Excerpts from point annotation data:
## Begin

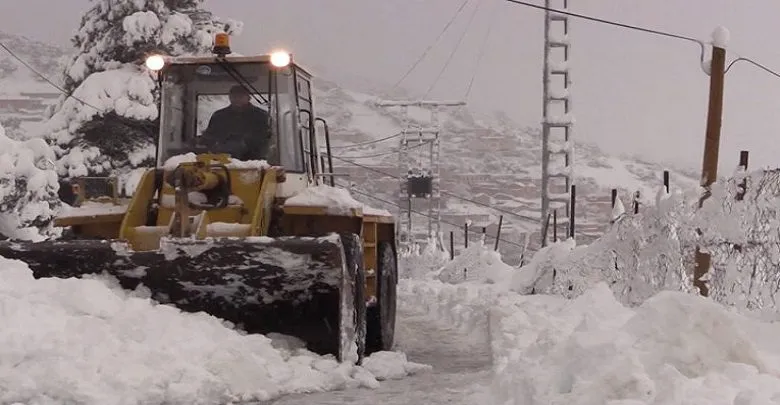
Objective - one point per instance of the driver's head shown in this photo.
(239, 97)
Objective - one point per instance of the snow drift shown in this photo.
(80, 341)
(675, 348)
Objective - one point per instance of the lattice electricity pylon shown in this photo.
(557, 118)
(419, 152)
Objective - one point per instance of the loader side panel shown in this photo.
(137, 213)
(263, 208)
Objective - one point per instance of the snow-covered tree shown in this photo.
(28, 188)
(109, 124)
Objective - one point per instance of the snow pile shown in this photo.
(652, 251)
(478, 263)
(463, 308)
(676, 348)
(107, 122)
(28, 187)
(338, 201)
(638, 256)
(191, 157)
(79, 341)
(421, 261)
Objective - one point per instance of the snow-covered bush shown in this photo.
(420, 261)
(28, 187)
(638, 256)
(643, 254)
(743, 237)
(109, 125)
(478, 263)
(673, 349)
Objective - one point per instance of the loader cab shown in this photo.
(194, 88)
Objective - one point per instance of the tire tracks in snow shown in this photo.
(461, 369)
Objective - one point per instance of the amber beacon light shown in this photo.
(222, 44)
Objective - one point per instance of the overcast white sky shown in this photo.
(633, 93)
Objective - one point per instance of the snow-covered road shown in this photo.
(460, 375)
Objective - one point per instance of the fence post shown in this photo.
(573, 211)
(452, 245)
(498, 231)
(637, 195)
(666, 181)
(743, 162)
(709, 170)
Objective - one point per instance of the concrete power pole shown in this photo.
(709, 170)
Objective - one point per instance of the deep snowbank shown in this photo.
(599, 345)
(80, 341)
(676, 348)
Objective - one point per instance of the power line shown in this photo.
(356, 145)
(475, 202)
(644, 29)
(39, 74)
(392, 152)
(482, 50)
(428, 49)
(454, 50)
(422, 214)
(604, 21)
(766, 69)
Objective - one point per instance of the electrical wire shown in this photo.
(741, 58)
(646, 30)
(482, 49)
(392, 152)
(366, 194)
(475, 202)
(356, 145)
(46, 79)
(605, 21)
(428, 49)
(454, 50)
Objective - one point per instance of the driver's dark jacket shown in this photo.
(242, 132)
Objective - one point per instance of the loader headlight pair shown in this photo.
(157, 62)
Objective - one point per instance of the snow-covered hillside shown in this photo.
(24, 95)
(488, 159)
(491, 160)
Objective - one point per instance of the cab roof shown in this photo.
(194, 60)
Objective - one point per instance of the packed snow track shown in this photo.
(460, 375)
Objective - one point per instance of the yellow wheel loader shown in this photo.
(237, 239)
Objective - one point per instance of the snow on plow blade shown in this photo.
(299, 286)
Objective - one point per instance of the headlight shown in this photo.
(280, 59)
(155, 62)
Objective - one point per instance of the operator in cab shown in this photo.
(240, 129)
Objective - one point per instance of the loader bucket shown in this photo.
(301, 286)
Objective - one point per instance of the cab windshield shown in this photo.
(245, 109)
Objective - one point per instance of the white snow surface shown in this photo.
(28, 186)
(86, 341)
(478, 263)
(126, 91)
(337, 200)
(191, 157)
(720, 37)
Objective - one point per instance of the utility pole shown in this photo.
(709, 170)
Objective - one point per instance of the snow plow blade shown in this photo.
(299, 286)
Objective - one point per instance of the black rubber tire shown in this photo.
(353, 250)
(380, 318)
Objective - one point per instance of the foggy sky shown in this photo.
(633, 93)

## End

Reproduce every line of the data above word for word, but leave out the pictures.

The solution –
Objective - one point per instance of the driver's head shown in this photo.
(239, 97)
Objective - one point per instance of the snow drift shown in this photo.
(80, 341)
(675, 348)
Objective - one point per instance of the lattice electricity pylon shown in this photo.
(557, 118)
(419, 152)
Objective - one point per instance of the loader side panel shown in this photo.
(137, 213)
(263, 208)
Objective - one point per instance of the snow-covered tree shown in this photo.
(28, 188)
(109, 124)
Objective - one point per instance of the snow pile shown in this photo.
(652, 251)
(478, 263)
(463, 308)
(676, 348)
(107, 122)
(28, 187)
(338, 201)
(638, 256)
(191, 157)
(79, 341)
(421, 261)
Objective - one point per instance of the snow-covered bush shown in this photo.
(420, 261)
(28, 187)
(638, 256)
(643, 254)
(743, 237)
(109, 125)
(478, 263)
(673, 349)
Objective - one point per instance of the loader cab shown in this photo.
(194, 88)
Objective - one point per instance of the tire tracks in snow shown in this photo.
(461, 369)
Objective - one point per instance of the amber beacon light shown in this photo.
(222, 44)
Objective - one point per instance of the overcast white sky shown in this photo.
(633, 93)
Objective - one point per instance of the snow-covered road shown in this photo.
(460, 375)
Objective - one point per instance of the fence post shown in this photo.
(573, 211)
(452, 245)
(498, 231)
(637, 195)
(666, 181)
(743, 162)
(709, 170)
Objective - one point per instance of the concrete power pole shown in this photo.
(709, 170)
Objective - one point per instance of the deep snowbank shown in this photo.
(599, 345)
(80, 341)
(676, 348)
Objective - one point per instance of the power line shown in this photo.
(356, 145)
(475, 202)
(644, 29)
(39, 74)
(392, 152)
(482, 50)
(428, 49)
(454, 50)
(422, 214)
(604, 21)
(766, 69)
Objective - one point per instance of the electrical wire shown in this photo.
(741, 58)
(646, 30)
(482, 49)
(392, 152)
(366, 194)
(475, 202)
(356, 145)
(46, 79)
(605, 21)
(428, 49)
(454, 50)
Objective - one point per instance of the driver's dark jacket shown in this photo.
(242, 132)
Objective - one point per instance of the loader headlight pair shown in this photo.
(157, 62)
Objective - one point per instance of the snow-covered hillside shown in this photo.
(24, 95)
(488, 159)
(491, 160)
Objective - one point per instance of the cab roof shown in this photo.
(194, 60)
Objective - one point per instance of the packed snow track shown in this photo.
(460, 375)
Objective - one point per instance of the yellow wheel loader shown in this photo.
(237, 239)
Objective - one point per instance of the snow on plow blade shown in this photo.
(299, 286)
Objective - one point per instance of the headlight shown in this photo.
(280, 59)
(155, 62)
Objective - one point per instance of the operator in cab shown in this photo.
(240, 129)
Objective - one point per instance of the loader bucket shown in this photo.
(301, 286)
Objective - one point per instance of the cab windshield shown in this photo.
(245, 109)
Objective - one point per instance of the white snow surface shown in this photo.
(28, 186)
(86, 341)
(478, 263)
(126, 91)
(337, 200)
(191, 157)
(720, 37)
Objective - one point per instance of the utility pole shown in this photo.
(709, 170)
Objective - one point per instance of the snow plow blade shown in this photo.
(299, 286)
Objective - one point per instance of the black rubber tire shown in this photo.
(353, 250)
(380, 318)
Objective - one point per instance of the foggy sky shown in this photo.
(633, 93)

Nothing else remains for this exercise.